:: RECORDS FOR THE EXERCISE ::

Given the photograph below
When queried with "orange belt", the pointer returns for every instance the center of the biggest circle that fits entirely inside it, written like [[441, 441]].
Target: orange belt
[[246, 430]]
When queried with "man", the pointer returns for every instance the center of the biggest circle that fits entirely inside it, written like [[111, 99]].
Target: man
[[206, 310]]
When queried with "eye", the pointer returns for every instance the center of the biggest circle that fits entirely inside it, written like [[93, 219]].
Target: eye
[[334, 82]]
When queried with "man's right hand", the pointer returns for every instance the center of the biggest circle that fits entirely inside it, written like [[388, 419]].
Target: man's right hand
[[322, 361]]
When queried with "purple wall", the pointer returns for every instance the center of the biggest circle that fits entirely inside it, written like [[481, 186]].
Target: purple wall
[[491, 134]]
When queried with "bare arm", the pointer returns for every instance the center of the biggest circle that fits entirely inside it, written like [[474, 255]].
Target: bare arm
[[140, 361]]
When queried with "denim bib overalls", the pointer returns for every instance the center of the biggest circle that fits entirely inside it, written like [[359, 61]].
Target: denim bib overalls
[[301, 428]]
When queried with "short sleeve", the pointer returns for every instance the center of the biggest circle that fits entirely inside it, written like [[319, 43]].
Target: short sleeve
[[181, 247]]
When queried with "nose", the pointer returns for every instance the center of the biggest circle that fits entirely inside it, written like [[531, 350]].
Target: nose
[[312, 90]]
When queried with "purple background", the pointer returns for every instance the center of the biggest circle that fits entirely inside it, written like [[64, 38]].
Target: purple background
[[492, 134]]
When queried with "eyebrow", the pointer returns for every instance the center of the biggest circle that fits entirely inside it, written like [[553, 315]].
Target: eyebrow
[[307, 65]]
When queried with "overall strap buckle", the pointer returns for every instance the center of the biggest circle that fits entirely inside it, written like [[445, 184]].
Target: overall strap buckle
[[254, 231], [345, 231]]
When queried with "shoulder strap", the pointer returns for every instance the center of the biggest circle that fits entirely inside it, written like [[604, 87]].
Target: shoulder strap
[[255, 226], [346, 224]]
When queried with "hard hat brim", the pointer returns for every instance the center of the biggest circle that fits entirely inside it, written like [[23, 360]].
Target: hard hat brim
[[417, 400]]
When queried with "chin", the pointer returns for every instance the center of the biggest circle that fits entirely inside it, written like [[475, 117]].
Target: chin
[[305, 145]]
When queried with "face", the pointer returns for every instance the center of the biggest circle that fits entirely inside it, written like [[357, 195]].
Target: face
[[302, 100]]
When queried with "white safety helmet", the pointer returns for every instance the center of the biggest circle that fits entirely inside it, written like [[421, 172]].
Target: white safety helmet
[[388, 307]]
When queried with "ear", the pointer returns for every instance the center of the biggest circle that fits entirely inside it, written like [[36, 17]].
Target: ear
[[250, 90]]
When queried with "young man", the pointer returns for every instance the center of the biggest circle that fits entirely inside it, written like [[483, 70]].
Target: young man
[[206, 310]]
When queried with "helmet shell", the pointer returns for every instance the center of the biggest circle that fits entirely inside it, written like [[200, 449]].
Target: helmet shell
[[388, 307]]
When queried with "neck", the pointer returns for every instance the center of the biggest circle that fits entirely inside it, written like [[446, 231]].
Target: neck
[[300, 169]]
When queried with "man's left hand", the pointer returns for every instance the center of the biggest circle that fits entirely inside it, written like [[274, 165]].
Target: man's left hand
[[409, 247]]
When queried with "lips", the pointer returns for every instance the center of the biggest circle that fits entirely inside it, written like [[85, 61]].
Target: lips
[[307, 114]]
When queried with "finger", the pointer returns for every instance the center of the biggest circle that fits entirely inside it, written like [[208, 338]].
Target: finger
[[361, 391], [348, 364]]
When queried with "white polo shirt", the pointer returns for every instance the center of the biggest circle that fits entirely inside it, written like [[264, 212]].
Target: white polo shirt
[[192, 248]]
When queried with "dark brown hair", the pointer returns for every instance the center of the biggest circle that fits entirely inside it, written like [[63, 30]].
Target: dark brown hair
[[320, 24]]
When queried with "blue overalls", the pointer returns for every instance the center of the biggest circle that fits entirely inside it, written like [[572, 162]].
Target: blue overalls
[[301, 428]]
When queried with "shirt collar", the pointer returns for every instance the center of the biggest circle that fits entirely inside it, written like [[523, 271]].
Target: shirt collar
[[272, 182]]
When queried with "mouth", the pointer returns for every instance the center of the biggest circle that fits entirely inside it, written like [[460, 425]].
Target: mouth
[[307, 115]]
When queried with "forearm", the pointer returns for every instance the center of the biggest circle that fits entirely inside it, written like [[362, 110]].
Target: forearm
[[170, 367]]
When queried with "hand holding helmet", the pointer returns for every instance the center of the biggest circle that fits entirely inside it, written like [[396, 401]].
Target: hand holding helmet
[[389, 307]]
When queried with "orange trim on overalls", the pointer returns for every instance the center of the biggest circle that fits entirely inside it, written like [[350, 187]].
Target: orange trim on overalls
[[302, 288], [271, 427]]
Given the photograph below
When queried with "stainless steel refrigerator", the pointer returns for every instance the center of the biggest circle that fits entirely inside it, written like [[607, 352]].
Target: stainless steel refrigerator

:::

Pull out, word for word, the rows starting at the very beginning of the rows and ending at the line that contains "[[312, 90]]", with both of those lines included.

EXERCISE RESPONSE:
Given the photograph below
When queried with "orange belt", the pointer returns for every instance the center of the biggest circle that fits entirely inside it, written like [[441, 441]].
Target: orange belt
[[246, 430]]
When queried with "man", the pointer returns for every instance the center of the biggest circle that fits entirely inside it, written like [[111, 99]].
Target: man
[[206, 310]]
When queried with "eye", the pointer returns for every instance the center of the biggest circle that fits entirely inside it, written like [[93, 219]].
Target: eye
[[334, 82]]
When queried with "man's right hand", the pointer returns for every instance the center of the biggest circle that fits entirely inside it, written like [[388, 419]].
Target: man's right hand
[[322, 361]]
When queried with "purple wall", the pointer returns for every instance the center of the biggest circle that fits entirely inside it, written like [[481, 186]].
Target: purple wall
[[491, 134]]
When queried with "bare arm", the pointer returns for every instance the center of the biggest circle that fits entirely inside it, written like [[474, 255]].
Target: bare arm
[[140, 361]]
When queried with "denim bib overalls", the pointer returns for every instance the center of the biggest circle that fits entirely inside it, written like [[359, 61]].
Target: denim bib overalls
[[301, 428]]
When queried with "short sleeve", the pointer returns for every instance the center of the biggest circle that fits entirely inside it, written like [[319, 43]].
Target: short sleeve
[[181, 247]]
When queried with "nose", the pointer returns for every instance the center of the biggest circle that fits entirely inside it, written like [[531, 350]].
Target: nose
[[312, 90]]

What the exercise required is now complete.